# The problem:
Please duplicate the lines of the records below, from the line containing "Practice. Spot the palm" through the end of the records, inclusive, reproducing each one unchanged.

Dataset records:
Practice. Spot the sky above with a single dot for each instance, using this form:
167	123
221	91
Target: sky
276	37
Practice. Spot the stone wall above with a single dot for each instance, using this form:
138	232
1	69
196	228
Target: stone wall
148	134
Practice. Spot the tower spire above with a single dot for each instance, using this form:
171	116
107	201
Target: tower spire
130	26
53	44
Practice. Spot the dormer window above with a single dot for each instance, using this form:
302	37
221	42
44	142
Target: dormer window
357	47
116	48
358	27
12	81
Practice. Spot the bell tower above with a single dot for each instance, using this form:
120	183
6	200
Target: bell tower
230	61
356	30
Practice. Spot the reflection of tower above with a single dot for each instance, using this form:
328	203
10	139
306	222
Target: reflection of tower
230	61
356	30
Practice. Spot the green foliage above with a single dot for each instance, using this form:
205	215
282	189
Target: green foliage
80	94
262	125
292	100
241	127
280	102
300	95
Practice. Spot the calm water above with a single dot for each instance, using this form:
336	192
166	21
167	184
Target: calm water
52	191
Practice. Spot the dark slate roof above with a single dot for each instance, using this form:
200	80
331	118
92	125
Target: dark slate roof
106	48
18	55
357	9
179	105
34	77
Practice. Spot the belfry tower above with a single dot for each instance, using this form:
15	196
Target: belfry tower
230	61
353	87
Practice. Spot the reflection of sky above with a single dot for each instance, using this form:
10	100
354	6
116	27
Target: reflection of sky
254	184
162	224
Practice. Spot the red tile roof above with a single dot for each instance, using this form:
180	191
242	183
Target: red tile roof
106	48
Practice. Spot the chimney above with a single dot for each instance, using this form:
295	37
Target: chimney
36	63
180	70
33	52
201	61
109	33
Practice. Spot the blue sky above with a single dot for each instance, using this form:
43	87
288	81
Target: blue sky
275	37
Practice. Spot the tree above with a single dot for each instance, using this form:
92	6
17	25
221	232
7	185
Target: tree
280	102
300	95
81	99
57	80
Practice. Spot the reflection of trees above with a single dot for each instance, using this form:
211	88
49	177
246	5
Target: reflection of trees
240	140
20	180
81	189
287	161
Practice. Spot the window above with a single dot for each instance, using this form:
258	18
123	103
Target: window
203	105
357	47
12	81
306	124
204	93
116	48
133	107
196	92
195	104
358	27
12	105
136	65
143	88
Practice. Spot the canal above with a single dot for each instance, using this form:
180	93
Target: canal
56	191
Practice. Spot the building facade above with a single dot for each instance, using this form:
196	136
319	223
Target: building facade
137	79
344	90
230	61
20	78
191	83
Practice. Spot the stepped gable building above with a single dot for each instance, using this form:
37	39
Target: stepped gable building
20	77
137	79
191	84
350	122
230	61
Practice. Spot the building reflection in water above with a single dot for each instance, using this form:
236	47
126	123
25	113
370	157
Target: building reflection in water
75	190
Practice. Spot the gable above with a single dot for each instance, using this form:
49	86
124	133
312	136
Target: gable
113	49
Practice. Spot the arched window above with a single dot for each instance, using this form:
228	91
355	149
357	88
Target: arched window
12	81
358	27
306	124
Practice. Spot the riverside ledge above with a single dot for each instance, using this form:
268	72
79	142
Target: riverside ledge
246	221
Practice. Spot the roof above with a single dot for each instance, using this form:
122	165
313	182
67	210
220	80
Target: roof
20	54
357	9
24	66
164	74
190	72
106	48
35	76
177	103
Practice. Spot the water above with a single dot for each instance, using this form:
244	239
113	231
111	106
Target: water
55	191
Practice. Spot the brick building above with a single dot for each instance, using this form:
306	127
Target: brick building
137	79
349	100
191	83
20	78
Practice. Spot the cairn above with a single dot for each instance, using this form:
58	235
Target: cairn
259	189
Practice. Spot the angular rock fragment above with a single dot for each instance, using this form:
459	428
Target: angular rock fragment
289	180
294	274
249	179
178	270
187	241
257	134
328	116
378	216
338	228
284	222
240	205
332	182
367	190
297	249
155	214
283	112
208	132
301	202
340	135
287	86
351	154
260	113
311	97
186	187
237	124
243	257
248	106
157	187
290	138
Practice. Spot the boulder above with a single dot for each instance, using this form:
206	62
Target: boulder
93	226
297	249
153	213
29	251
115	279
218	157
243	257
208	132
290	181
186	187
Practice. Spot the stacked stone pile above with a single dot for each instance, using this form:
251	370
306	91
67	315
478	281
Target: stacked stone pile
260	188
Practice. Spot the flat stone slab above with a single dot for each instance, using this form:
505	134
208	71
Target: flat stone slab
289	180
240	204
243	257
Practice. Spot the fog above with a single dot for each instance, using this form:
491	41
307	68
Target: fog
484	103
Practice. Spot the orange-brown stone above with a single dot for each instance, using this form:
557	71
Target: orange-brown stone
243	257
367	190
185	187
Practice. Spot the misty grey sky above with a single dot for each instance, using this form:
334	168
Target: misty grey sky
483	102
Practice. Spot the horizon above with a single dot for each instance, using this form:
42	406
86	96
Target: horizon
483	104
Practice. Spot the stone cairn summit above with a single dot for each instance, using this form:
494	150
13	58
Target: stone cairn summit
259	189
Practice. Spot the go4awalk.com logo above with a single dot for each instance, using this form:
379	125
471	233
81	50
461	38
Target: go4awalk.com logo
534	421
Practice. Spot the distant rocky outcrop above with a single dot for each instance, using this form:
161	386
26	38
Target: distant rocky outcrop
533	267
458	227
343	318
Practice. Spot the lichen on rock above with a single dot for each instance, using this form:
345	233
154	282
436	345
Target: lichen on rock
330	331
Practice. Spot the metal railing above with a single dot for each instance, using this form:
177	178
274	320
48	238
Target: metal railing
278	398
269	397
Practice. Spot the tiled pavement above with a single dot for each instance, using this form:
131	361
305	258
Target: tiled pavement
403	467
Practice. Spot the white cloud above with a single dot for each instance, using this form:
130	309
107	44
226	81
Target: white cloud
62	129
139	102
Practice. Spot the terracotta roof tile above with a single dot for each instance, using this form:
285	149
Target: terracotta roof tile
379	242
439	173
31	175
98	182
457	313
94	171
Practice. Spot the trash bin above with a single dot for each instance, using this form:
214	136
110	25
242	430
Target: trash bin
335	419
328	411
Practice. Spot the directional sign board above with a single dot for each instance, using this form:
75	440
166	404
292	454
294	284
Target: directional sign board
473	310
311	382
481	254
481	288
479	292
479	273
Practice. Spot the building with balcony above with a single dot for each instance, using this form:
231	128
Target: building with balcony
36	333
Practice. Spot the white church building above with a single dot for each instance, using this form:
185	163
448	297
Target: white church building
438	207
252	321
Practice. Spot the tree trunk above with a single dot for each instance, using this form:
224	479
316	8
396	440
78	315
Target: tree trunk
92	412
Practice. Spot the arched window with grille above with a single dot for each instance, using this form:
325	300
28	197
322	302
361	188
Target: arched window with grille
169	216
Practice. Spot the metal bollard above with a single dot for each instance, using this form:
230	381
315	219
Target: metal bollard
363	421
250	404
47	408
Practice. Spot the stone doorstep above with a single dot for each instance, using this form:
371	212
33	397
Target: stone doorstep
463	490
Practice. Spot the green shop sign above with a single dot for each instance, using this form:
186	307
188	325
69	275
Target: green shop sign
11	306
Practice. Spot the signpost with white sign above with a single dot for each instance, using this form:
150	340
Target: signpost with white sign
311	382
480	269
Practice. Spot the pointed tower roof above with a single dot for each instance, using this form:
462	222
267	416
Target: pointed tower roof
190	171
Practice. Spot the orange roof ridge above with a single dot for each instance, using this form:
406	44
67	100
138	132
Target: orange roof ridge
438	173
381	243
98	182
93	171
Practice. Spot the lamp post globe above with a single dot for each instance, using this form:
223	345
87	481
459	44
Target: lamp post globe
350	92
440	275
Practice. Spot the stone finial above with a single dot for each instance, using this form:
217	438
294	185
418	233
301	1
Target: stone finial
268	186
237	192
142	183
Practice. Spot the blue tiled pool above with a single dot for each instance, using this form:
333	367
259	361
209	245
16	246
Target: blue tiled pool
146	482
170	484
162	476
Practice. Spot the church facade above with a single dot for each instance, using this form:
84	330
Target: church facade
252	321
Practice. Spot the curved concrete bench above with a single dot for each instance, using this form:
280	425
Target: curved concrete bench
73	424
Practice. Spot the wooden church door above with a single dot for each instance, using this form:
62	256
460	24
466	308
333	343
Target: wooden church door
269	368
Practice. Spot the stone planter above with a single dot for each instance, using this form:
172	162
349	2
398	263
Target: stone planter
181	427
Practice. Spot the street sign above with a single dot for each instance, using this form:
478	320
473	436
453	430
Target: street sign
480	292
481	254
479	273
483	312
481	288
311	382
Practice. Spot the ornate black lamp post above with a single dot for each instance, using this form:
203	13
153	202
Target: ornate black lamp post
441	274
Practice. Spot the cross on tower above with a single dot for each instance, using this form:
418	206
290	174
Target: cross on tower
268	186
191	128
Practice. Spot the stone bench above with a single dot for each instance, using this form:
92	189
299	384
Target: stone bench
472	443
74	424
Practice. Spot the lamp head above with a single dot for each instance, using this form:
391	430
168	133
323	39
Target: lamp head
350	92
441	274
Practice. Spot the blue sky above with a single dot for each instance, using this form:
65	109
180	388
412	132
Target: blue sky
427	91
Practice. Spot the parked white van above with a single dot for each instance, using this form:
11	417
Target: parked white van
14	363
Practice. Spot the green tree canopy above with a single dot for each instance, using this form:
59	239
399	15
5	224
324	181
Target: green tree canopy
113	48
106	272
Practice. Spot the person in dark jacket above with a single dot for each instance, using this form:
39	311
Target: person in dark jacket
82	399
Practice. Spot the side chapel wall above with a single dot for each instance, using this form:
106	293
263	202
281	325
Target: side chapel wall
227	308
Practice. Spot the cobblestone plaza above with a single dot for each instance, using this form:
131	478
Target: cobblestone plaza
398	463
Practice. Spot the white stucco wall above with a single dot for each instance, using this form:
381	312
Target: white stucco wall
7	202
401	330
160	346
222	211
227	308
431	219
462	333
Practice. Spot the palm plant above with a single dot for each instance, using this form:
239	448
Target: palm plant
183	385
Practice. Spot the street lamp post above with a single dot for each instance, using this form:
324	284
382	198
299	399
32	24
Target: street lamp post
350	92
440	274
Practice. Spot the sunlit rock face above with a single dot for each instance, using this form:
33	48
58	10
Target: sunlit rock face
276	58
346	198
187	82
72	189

# Expected answer:
Practice. Spot the palm plant above with a single dot for each instance, using this form:
239	448
Target: palm plant
183	385
Practice. Spot the street lamp post above with a single dot for each instance, using this form:
324	284
382	198
299	399
32	24
Target: street lamp post
350	92
440	274
Practice. Spot the sunlit rock face above with a single dot for each instance, using this form:
33	48
58	10
Target: sunlit rock face
276	58
346	198
187	82
72	189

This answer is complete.